[Contour annotation data]
- - - -
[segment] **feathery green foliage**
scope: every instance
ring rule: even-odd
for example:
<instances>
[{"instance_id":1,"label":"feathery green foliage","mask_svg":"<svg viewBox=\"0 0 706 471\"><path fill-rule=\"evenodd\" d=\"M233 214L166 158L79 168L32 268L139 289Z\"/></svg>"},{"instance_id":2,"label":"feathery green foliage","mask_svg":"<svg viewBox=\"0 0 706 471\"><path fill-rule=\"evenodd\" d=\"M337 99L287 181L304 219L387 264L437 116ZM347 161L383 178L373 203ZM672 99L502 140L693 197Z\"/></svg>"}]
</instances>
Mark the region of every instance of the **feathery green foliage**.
- - - -
Put every line of the data above into a Markdown table with the columns "No." and "Line," numbering each row and omitting blank lines.

| No. | Line |
|---|---|
| 1 | [segment] **feathery green foliage** |
| 2 | scope: every instance |
| 3 | ring rule: even-odd |
| 4 | for example: |
| 5 | <instances> |
| 6 | [{"instance_id":1,"label":"feathery green foliage","mask_svg":"<svg viewBox=\"0 0 706 471\"><path fill-rule=\"evenodd\" d=\"M233 214L166 158L79 168L32 268L139 289Z\"/></svg>"},{"instance_id":2,"label":"feathery green foliage","mask_svg":"<svg viewBox=\"0 0 706 471\"><path fill-rule=\"evenodd\" d=\"M337 99L287 181L304 219L387 264L437 116ZM347 161L383 178L373 203ZM672 99L502 140L693 197Z\"/></svg>"}] |
| 7 | </instances> |
| 8 | Mark the region of every instance of the **feathery green foliage**. |